Lay out every line of the records below as a numbered list, leaving out any blank lines.

__________

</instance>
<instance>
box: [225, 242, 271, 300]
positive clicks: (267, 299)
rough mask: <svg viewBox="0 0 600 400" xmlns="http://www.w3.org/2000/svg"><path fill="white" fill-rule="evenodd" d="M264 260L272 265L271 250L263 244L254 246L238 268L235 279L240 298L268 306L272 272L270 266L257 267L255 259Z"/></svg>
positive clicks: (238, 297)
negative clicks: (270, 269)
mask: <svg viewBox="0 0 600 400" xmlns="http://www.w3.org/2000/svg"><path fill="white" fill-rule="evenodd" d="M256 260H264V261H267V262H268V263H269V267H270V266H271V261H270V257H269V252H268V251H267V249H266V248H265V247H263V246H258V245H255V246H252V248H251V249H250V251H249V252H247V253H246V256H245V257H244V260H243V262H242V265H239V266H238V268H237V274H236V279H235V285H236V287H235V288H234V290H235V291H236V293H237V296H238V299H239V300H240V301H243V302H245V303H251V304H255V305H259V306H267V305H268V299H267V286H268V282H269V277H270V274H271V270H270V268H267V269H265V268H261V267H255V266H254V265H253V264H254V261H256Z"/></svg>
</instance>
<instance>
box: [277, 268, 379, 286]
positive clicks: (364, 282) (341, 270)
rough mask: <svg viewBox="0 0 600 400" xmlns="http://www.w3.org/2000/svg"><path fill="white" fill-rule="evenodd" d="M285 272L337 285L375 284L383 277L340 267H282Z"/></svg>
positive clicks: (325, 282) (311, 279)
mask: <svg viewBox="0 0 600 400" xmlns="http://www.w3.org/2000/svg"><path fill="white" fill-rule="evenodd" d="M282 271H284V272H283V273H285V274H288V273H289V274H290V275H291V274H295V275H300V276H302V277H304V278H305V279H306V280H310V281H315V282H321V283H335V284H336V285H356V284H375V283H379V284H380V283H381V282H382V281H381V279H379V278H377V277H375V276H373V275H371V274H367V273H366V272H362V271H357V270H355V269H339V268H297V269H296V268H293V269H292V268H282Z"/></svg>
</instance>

__________

*Task answer*
1. </instance>
2. <instance>
3. box: [225, 242, 271, 300]
4. positive clicks: (267, 299)
5. rough mask: <svg viewBox="0 0 600 400" xmlns="http://www.w3.org/2000/svg"><path fill="white" fill-rule="evenodd" d="M264 260L272 265L271 250L263 244L254 246L238 268L235 279L240 298L268 306L272 272L270 266L257 267L255 259Z"/></svg>
6. positive clicks: (238, 297)
7. negative clicks: (270, 269)
8. mask: <svg viewBox="0 0 600 400" xmlns="http://www.w3.org/2000/svg"><path fill="white" fill-rule="evenodd" d="M256 260H264V261H267V262H268V263H269V267H270V266H271V261H270V257H269V252H268V251H267V249H266V248H265V247H263V246H258V245H255V246H252V248H251V249H250V251H249V252H247V253H246V256H245V257H244V260H243V262H242V265H239V266H238V268H237V274H236V279H235V285H236V287H235V288H234V290H235V291H236V293H237V296H238V299H239V300H240V301H243V302H245V303H251V304H255V305H259V306H267V305H268V299H267V286H268V282H269V277H270V274H271V270H270V268H267V269H265V268H261V267H255V266H254V265H253V264H254V261H256Z"/></svg>
9. </instance>
10. <instance>
11. box: [277, 268, 379, 286]
12. positive clicks: (364, 282) (341, 270)
13. rough mask: <svg viewBox="0 0 600 400" xmlns="http://www.w3.org/2000/svg"><path fill="white" fill-rule="evenodd" d="M285 272L337 285L375 284L383 277L340 267H282Z"/></svg>
14. positive clicks: (325, 282) (311, 279)
15. mask: <svg viewBox="0 0 600 400" xmlns="http://www.w3.org/2000/svg"><path fill="white" fill-rule="evenodd" d="M282 271H284V272H283V273H285V274H288V273H289V274H290V275H291V274H295V275H300V276H302V277H304V278H305V279H306V280H310V281H315V282H321V283H335V284H336V285H356V284H375V283H379V284H380V283H381V282H382V281H381V279H379V278H377V277H375V276H373V275H371V274H367V273H366V272H362V271H357V270H355V269H339V268H297V269H296V268H293V269H292V268H282Z"/></svg>
16. </instance>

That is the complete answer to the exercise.